→ Extracted material:
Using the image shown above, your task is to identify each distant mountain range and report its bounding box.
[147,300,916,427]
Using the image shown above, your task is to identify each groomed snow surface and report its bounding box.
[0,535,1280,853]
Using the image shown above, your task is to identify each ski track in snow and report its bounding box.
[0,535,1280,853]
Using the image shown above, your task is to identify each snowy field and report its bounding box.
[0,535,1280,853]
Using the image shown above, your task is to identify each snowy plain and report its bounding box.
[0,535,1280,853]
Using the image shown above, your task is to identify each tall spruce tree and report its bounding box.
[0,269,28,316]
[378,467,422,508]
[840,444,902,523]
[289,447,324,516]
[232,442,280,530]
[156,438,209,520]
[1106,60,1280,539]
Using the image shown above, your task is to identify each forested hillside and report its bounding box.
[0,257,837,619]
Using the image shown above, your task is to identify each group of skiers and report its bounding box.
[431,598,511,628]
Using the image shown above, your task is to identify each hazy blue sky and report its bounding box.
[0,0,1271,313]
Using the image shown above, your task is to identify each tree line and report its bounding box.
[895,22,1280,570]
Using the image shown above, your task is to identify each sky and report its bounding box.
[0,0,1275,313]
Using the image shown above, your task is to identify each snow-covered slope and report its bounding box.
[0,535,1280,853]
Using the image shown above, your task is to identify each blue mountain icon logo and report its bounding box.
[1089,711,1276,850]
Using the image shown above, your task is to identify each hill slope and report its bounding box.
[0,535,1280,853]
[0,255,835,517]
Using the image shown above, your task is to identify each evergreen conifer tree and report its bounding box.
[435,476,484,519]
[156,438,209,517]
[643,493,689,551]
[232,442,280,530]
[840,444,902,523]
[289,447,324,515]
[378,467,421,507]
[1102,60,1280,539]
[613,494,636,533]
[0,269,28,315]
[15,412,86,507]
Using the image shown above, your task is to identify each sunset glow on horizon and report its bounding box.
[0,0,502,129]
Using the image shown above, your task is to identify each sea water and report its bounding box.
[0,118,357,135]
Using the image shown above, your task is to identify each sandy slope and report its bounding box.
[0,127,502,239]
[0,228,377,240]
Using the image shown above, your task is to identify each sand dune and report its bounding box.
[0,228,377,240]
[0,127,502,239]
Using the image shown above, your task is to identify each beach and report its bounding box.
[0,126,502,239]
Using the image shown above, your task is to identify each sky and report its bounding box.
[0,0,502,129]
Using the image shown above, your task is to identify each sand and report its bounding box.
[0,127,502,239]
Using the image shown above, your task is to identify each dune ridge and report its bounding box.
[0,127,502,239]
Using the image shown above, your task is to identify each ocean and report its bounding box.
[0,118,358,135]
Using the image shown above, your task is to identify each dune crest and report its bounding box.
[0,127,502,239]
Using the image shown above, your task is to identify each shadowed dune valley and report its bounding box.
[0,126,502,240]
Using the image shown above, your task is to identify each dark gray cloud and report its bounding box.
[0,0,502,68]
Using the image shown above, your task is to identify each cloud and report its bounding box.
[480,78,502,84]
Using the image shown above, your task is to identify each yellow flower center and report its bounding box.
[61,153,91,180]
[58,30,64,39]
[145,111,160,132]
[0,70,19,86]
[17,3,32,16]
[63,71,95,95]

→ What to work on:
Please rewrite all the records above, changing "identify" to "locate" everywhere and leaving everything else unchanged.

→ Task answer:
Using the image shown above, your task is to locate each distant mountain range and report its bounding box.
[147,300,916,427]
Using the image shown above, your task is to locate each groomed snow surface and report its bounding box.
[0,535,1280,853]
Using the image shown above, your task is to locate each ski track in snow and report its bounding box.
[0,535,1280,853]
Using the image shown above, your task is to locate each snowy field and report its bounding box.
[0,535,1280,853]
Using the image shown above, your task is to locate each snowy plain and report its bounding box.
[0,535,1280,853]
Using the image shown above, your task is to locate each tall spruce tree and report its bounding box.
[0,269,28,316]
[378,467,422,508]
[840,444,902,523]
[289,447,324,516]
[232,442,280,530]
[156,438,209,520]
[1106,60,1280,539]
Using the image shown above, your task is to locate each forested hillside and report its bounding box.
[0,257,837,619]
Using the image shown above, your task is to locate each group of skiers and report its bounding box.
[431,598,511,628]
Using the image shown above, your task is to locate each hazy blue sky and report its bounding box.
[0,0,1271,313]
Using the image shown above, your task is to locate each tree line and report its bounding box.
[895,22,1280,570]
Using the image shown above, your task is to locate each sky and report its bounding box.
[0,0,1275,313]
Using the image shown above, your task is to locate each snow-covered slope and report its bounding box.
[0,535,1280,853]
Using the image shown above, your task is to locate each blue mountain icon logo and report its bounding box.
[1089,711,1276,850]
Using the image shown above, your task is to locate each hill slope and report its bounding box.
[0,535,1280,853]
[0,255,835,517]
Using the image shown above, your task is to locate each evergreen conifer tree and report its bounding box.
[435,476,484,519]
[156,438,209,517]
[643,493,689,551]
[232,442,280,530]
[840,444,902,523]
[289,447,324,515]
[378,467,421,507]
[1102,60,1280,539]
[613,494,636,533]
[0,269,28,315]
[15,412,86,507]
Using the image shown above, your task is to locate each sunset glow on horizon and report its bounding box.
[0,0,502,129]
Using the image shown above, your task is to locate each sea water and report its bounding box.
[0,118,357,135]
Using the image shown above, your task is to locate each sandy slope and report its bounding box.
[0,127,502,239]
[0,228,377,240]
Using the image shown above, your task is to locate each sand dune and report its bounding box.
[0,228,377,240]
[0,127,502,239]
Using the image shown above, your task is to locate each beach and report its bounding box.
[0,126,502,239]
Using the image shown above, your task is to locate each sky and report its bounding box.
[0,0,502,129]
Using the image shown above, your task is to locate each sand and report its bounding box.
[0,127,502,239]
Using the image shown above, your task is to locate each dune ridge and report its bounding box.
[0,127,502,239]
Using the image shown above, your task is to locate each ocean and report its bounding box.
[0,118,358,135]
Using the image shown above, your task is to locate each dune crest and report its bounding box.
[0,127,502,239]
Using the image shown above, your task is to locate each shadowed dune valley and report its bounding box.
[0,126,502,240]
Using the image shown above, your task is to locate each dark gray cloud and report its bounding box.
[0,0,502,68]
Using the image shown above, your task is to locate each cloud and report its bounding box.
[480,78,502,84]
Using the image shown above, your task is to locate each yellow flower center and report its bounding box.
[61,153,91,180]
[58,30,64,39]
[145,111,160,132]
[0,70,19,86]
[17,3,32,16]
[63,71,95,95]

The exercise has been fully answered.